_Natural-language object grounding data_

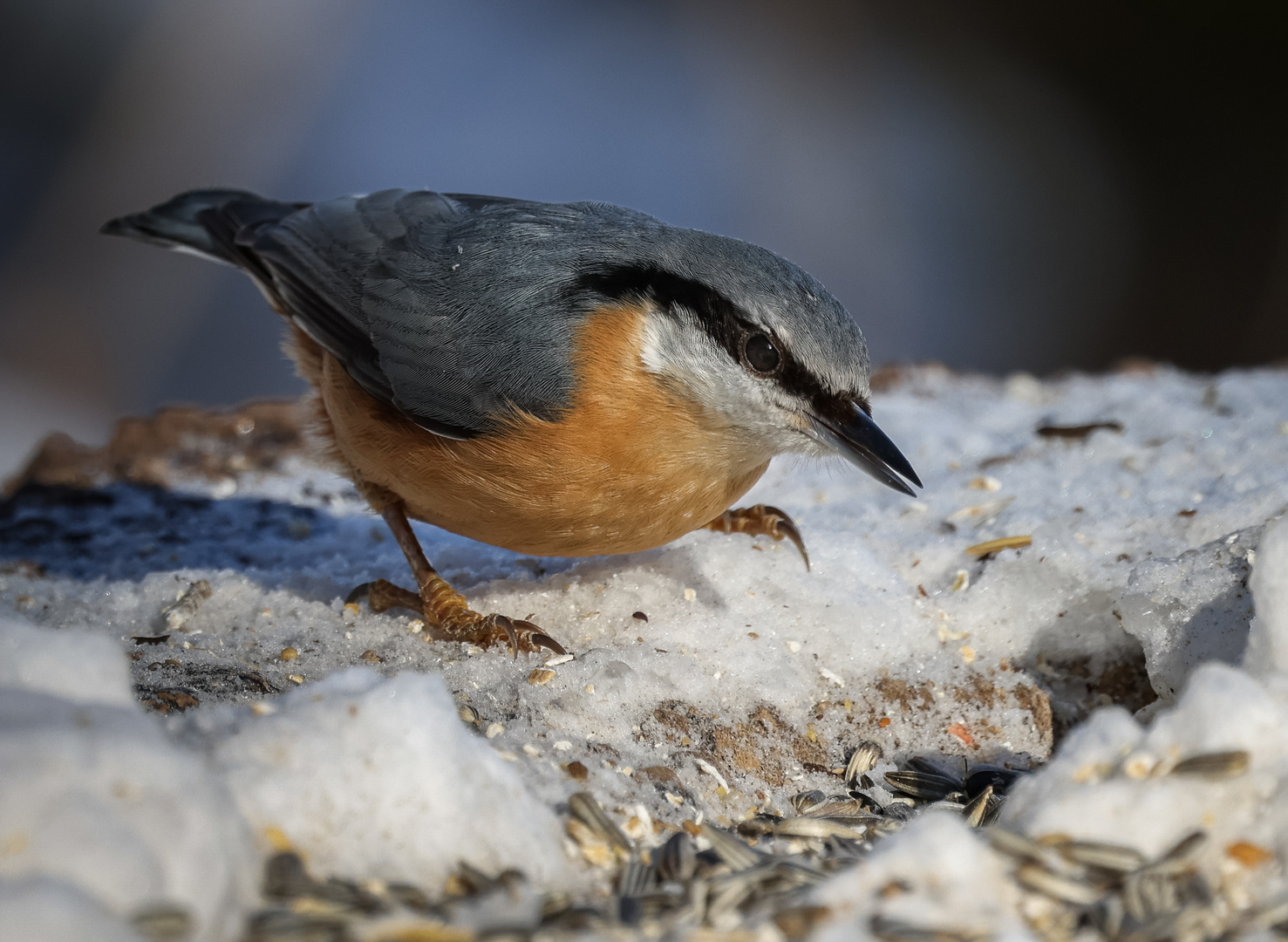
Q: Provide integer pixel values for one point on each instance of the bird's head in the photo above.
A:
(761, 343)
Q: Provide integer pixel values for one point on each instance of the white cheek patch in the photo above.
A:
(683, 355)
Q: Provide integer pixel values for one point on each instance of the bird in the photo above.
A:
(556, 379)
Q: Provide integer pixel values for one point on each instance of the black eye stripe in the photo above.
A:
(723, 321)
(760, 353)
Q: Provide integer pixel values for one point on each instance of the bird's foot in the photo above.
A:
(448, 616)
(760, 521)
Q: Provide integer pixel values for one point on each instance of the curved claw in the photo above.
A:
(540, 639)
(359, 591)
(508, 626)
(785, 526)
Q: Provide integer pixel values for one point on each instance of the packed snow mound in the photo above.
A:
(380, 779)
(98, 796)
(1268, 647)
(72, 664)
(1076, 579)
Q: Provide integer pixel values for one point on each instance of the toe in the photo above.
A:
(785, 526)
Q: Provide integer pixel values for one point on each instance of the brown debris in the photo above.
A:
(1078, 433)
(174, 442)
(169, 700)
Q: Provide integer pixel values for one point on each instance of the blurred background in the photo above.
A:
(994, 185)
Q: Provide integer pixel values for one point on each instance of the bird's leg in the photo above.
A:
(447, 613)
(760, 521)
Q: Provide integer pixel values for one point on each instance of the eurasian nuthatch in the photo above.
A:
(558, 379)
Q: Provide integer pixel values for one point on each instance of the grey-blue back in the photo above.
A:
(460, 308)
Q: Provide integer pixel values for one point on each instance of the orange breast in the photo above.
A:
(631, 466)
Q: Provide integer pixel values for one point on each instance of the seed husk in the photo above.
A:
(1115, 857)
(583, 807)
(1058, 887)
(863, 759)
(820, 828)
(1001, 780)
(802, 801)
(731, 850)
(677, 860)
(1215, 764)
(978, 807)
(929, 786)
(898, 931)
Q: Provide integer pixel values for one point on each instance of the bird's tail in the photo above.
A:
(215, 224)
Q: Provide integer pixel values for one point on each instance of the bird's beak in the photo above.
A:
(867, 447)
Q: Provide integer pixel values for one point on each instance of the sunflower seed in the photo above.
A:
(1115, 857)
(677, 860)
(187, 604)
(1058, 887)
(978, 807)
(729, 848)
(583, 807)
(929, 786)
(818, 828)
(994, 811)
(1215, 764)
(162, 923)
(835, 806)
(983, 776)
(898, 931)
(804, 801)
(862, 761)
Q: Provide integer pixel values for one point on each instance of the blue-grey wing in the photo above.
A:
(432, 304)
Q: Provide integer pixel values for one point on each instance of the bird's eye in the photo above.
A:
(760, 353)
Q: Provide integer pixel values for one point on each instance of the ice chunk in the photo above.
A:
(1191, 610)
(1112, 782)
(98, 796)
(378, 779)
(44, 910)
(78, 666)
(937, 874)
(1268, 648)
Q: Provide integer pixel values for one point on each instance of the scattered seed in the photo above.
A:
(978, 807)
(1058, 887)
(712, 771)
(731, 850)
(677, 858)
(983, 550)
(926, 785)
(1215, 764)
(187, 604)
(1115, 857)
(577, 771)
(1248, 855)
(583, 807)
(863, 759)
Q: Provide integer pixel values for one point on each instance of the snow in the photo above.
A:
(380, 777)
(750, 679)
(99, 798)
(72, 664)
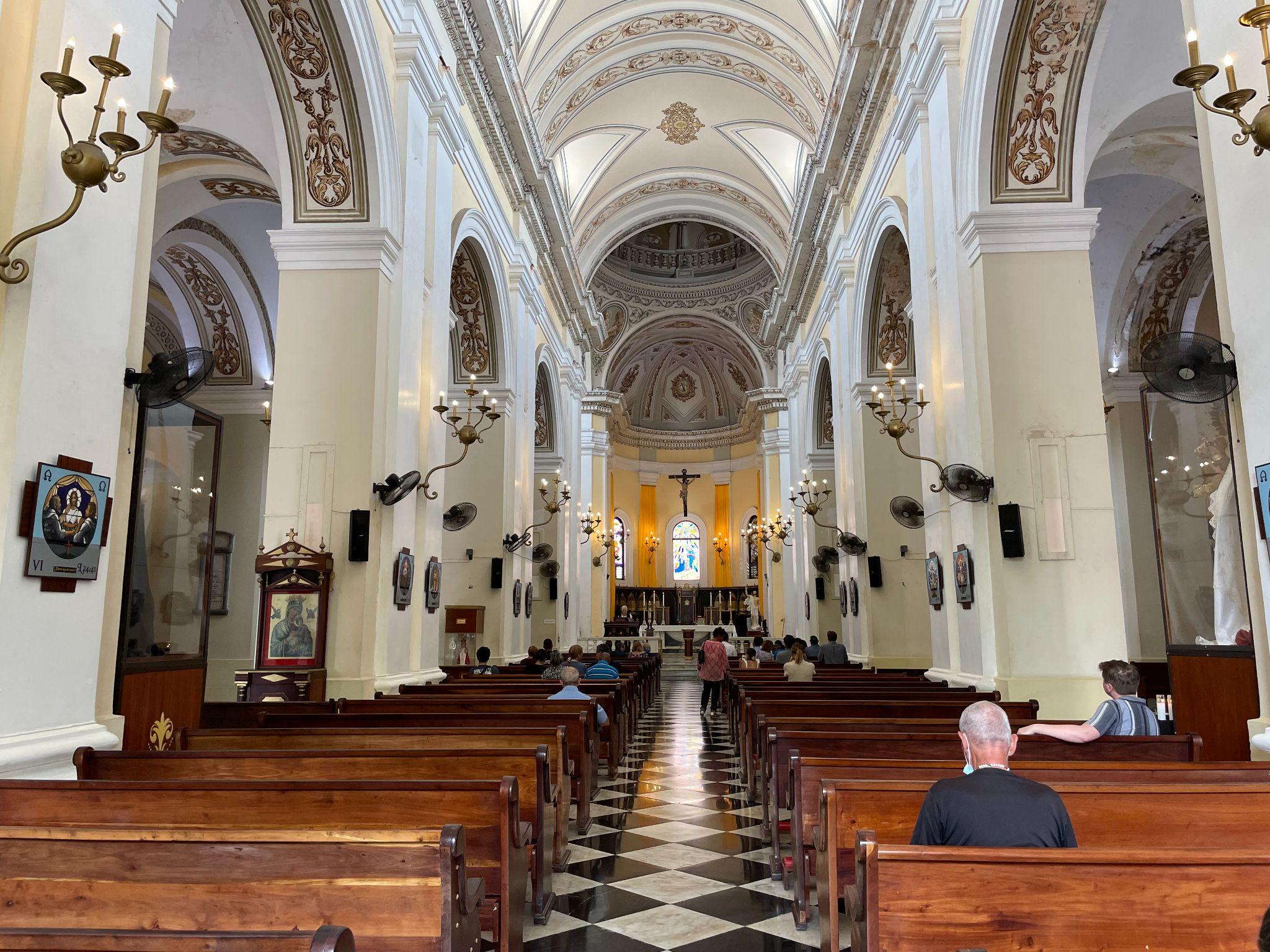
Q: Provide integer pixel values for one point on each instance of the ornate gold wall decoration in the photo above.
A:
(543, 430)
(1179, 271)
(890, 330)
(1039, 94)
(686, 22)
(681, 61)
(226, 190)
(214, 306)
(681, 123)
(319, 107)
(469, 300)
(682, 184)
(190, 141)
(162, 733)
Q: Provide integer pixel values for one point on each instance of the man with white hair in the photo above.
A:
(990, 806)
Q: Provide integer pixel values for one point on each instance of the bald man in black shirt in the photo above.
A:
(990, 806)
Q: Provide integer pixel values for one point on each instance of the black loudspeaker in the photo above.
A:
(876, 571)
(360, 536)
(1011, 531)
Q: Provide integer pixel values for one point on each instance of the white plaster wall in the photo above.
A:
(239, 509)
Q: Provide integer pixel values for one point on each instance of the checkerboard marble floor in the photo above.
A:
(673, 858)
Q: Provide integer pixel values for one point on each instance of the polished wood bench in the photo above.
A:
(809, 774)
(326, 938)
(1104, 815)
(613, 699)
(408, 739)
(527, 767)
(574, 718)
(397, 890)
(1060, 901)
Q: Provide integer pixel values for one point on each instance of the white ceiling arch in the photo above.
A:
(685, 193)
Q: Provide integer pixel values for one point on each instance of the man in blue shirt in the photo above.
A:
(602, 669)
(569, 678)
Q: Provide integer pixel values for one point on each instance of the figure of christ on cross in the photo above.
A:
(683, 479)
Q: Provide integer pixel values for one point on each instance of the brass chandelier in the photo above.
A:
(513, 541)
(468, 426)
(84, 162)
(1231, 103)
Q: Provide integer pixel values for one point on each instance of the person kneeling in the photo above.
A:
(990, 806)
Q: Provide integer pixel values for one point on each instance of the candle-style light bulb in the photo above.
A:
(168, 87)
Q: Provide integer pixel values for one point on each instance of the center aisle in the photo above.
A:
(673, 858)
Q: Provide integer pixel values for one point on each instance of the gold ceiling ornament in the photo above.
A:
(84, 163)
(681, 123)
(1232, 102)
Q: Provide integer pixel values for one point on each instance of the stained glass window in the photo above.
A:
(619, 549)
(686, 551)
(752, 549)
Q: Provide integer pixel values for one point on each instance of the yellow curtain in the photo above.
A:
(726, 531)
(647, 527)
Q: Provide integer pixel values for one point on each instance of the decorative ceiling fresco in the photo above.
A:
(607, 117)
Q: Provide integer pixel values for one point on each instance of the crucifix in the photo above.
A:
(683, 479)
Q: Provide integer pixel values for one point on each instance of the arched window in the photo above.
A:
(619, 549)
(752, 549)
(686, 551)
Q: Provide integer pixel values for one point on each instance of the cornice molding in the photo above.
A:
(1029, 227)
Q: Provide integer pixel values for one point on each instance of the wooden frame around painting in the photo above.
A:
(963, 576)
(934, 582)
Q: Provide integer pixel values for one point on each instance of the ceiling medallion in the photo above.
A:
(683, 387)
(681, 123)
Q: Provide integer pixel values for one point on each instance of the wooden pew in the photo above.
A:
(941, 708)
(809, 774)
(577, 724)
(511, 710)
(1116, 899)
(487, 810)
(397, 890)
(243, 714)
(324, 938)
(1104, 815)
(527, 767)
(408, 739)
(614, 699)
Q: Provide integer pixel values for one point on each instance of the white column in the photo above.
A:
(66, 335)
(1237, 213)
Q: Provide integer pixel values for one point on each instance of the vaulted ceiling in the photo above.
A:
(646, 107)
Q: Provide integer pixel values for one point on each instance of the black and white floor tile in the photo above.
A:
(673, 858)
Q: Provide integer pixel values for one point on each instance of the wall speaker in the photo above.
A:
(360, 536)
(1011, 531)
(876, 571)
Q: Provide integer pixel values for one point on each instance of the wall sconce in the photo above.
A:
(773, 530)
(1232, 102)
(84, 163)
(471, 430)
(651, 545)
(512, 541)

_What you need to do_
Return all the records exactly. Skip the pictures.

_Solution to this problem_
Q: Provide integer pixel values for one point on each instance of the bird's head in the photo above.
A:
(761, 343)
Q: Provide integer pixel values for one point on each instance of the white cheek patch in the photo above.
A:
(683, 355)
Q: Provide integer pixel values for one point on each instance of the bird in the photo above.
A:
(556, 379)
Q: Provide integer pixel values for one point on each instance of the black eye stripe in the photo above.
A:
(723, 321)
(760, 353)
Q: Provide integer pixel values for one point on each instance of the bird's foot in the photo above.
A:
(448, 616)
(760, 521)
Q: Provide integer pixel values for one point on each instance of the curved claw in the photo above.
A:
(540, 639)
(359, 591)
(508, 626)
(785, 526)
Q: Provide integer pixel values for one point on each instance of the packed snow mound in the photo above.
A:
(380, 779)
(98, 796)
(1268, 647)
(72, 664)
(1076, 579)
Q: Provide integer pixel values for one point on each instance of the toe in the photo above.
A:
(785, 526)
Q: Provide integer pixel values for one point on each instance of the brown debris in the photo above.
A:
(1078, 433)
(174, 442)
(169, 700)
Q: Provide integer pixel values for one point on each instance of the blurred background in the photo above.
A:
(994, 185)
Q: Provide integer pixel values for one point on each instance of the bird's leg in the photo above.
A:
(447, 613)
(760, 521)
Q: Provide integer pixel values for one point on each instance of the eurasian nuthatch in the photo above.
A:
(558, 379)
Q: Provide integer pixel values for one point on each instance of the grey-blue back in the photo above.
A:
(460, 308)
Q: Provide integer pixel values for one point on each instance of the orange breast in the photo above.
A:
(631, 466)
Q: Provide integer pixel values for one point on each instance of the seed husk in the photo above.
A:
(1115, 857)
(583, 807)
(1058, 887)
(863, 759)
(820, 828)
(1001, 780)
(802, 801)
(731, 850)
(677, 860)
(1215, 764)
(978, 807)
(929, 786)
(898, 931)
Q: Provide integer pixel values for one point on each instance of the bird's tail in the photo above.
A:
(215, 224)
Q: Provide integer pixel values for one point on each instance of the bird's beak in the photo above.
A:
(867, 447)
Q: Provide integer pixel values for one point on each instance of the sunflower seed in the photo above.
A:
(1115, 857)
(677, 860)
(187, 604)
(1058, 887)
(978, 807)
(729, 848)
(583, 807)
(929, 786)
(818, 828)
(994, 811)
(1215, 764)
(162, 923)
(835, 806)
(983, 776)
(898, 931)
(804, 801)
(862, 761)
Q: Provide integer pixel values for one point on each instance of the blue-grey wing in the photo above.
A:
(432, 304)
Q: Provide integer pixel values for one point on each instance of the bird's eye in the photo above.
A:
(760, 353)
Q: Provide integer pixel values for one point on each instance of the ice chunk in the photo above.
A:
(1191, 610)
(1112, 782)
(98, 796)
(378, 779)
(44, 910)
(78, 666)
(937, 874)
(1268, 648)
Q: Provide integer pixel values for one point on each instance of the scattered seed in the photo above.
A:
(978, 807)
(1058, 887)
(712, 771)
(731, 850)
(677, 858)
(983, 550)
(926, 785)
(1215, 764)
(187, 604)
(1115, 857)
(577, 771)
(1248, 855)
(583, 807)
(863, 759)
Q: Provide integer pixel values for one point on each instance of the snow in the photo above.
A:
(380, 777)
(750, 679)
(99, 798)
(72, 664)
Q: Provide integer pixel values for one point on each instance of the ornate gold wall decoration in the photo above.
A:
(543, 430)
(1179, 271)
(890, 330)
(1039, 94)
(686, 22)
(681, 61)
(226, 190)
(214, 306)
(681, 123)
(319, 107)
(469, 300)
(682, 184)
(190, 141)
(162, 733)
Q: Provide integer pixel values for one point on each instance of the man with white hair in the photo above.
A:
(990, 806)
Q: Provide integer pixel values for one point on each instance of the bald man in black shirt in the photo above.
A:
(990, 806)
Q: Provide integer pixel values for one point on each instance of the black loudspeaker in the photo above.
A:
(876, 571)
(360, 536)
(1011, 531)
Q: Provide integer pixel values for one point on each instance of the white plaster wall in the photo above.
A:
(239, 509)
Q: Provide integer pixel values for one point on each instance of the checkerboard marble floor in the photo above.
A:
(673, 858)
Q: Provide integer pixel values for one point on each instance of the polished wood bench in the photo above.
A:
(809, 774)
(326, 938)
(1104, 815)
(613, 699)
(408, 739)
(527, 767)
(574, 718)
(397, 890)
(1060, 901)
Q: Provide integer pixel values for one point on each instance of the white ceiling arch in the photo above.
A:
(685, 193)
Q: Provide integer pixel values for one point on each instance of the man in blue shirt in the photo above.
A:
(602, 669)
(569, 678)
Q: Provide integer pixel values for one point on each instance of the figure of christ on cross in the photo above.
A:
(683, 479)
Q: Provide integer pixel values for one point on each instance of the brass chandelier in the photo above.
A:
(513, 541)
(468, 426)
(84, 162)
(1231, 103)
Q: Provide integer pixel values for one point on each instance of the person kneeling in the photo above.
A:
(990, 806)
Q: Provide integer pixel values for one point on each instance of the candle-style light bulb in the photo above.
A:
(168, 87)
Q: Provide integer pixel values for one point on each instance of the center aisle in the photo above.
A:
(673, 858)
Q: Provide integer pixel values for one point on each instance of the gold ceiling ornament in the photo above.
A:
(84, 163)
(681, 123)
(1232, 102)
Q: Provide integer pixel values for one point on each instance of the stained glass window in the photo above.
A:
(619, 549)
(686, 551)
(752, 549)
Q: Provide integer pixel values for one point on each instance of the yellow curtain in the photo above.
A:
(726, 531)
(647, 527)
Q: Provide integer pixel values for one point on each instance of the decorative ceiling fresco in the photo above.
A:
(607, 117)
Q: Provide integer pixel values for one point on each instance of the crucifix in the photo above.
A:
(683, 479)
Q: Provide integer pixel values for one point on each instance of the arched window in the photo above.
A:
(619, 549)
(752, 549)
(686, 551)
Q: Provide integer pixel values for one point on each instance of the cornice molding in the photo above.
A:
(1029, 227)
Q: Provide integer pixel values for one point on each instance of the wooden frame around painting in the photo above.
A:
(963, 576)
(934, 582)
Q: Provide integer pixel values for one point on each instance of the ceiling medallion in the photo above.
A:
(683, 387)
(681, 123)
Q: Provide integer pixel values for one point on each instance of the wooden pew in the photo above.
A:
(941, 708)
(809, 774)
(577, 724)
(511, 710)
(1116, 899)
(487, 810)
(397, 890)
(243, 714)
(324, 938)
(1104, 815)
(527, 767)
(408, 739)
(614, 699)
Q: Provide integer pixel values for one point on each instance of the white column in the photo above.
A:
(66, 335)
(1237, 213)
Q: Provide integer pixel values for one point on each instance of the vaulted ceiling in the photo above.
A:
(646, 107)
Q: Provide integer pixel values for one point on each instance of the black and white floor tile in the photo above.
A:
(673, 858)
Q: Provide integer pixel values for one point on each instance of the wall speaker in the photo above.
A:
(360, 536)
(1011, 531)
(876, 571)
Q: Provide integer pixel values for one point on each instance of the wall sconce in the photo above.
A:
(773, 530)
(1232, 102)
(84, 163)
(471, 430)
(651, 545)
(512, 541)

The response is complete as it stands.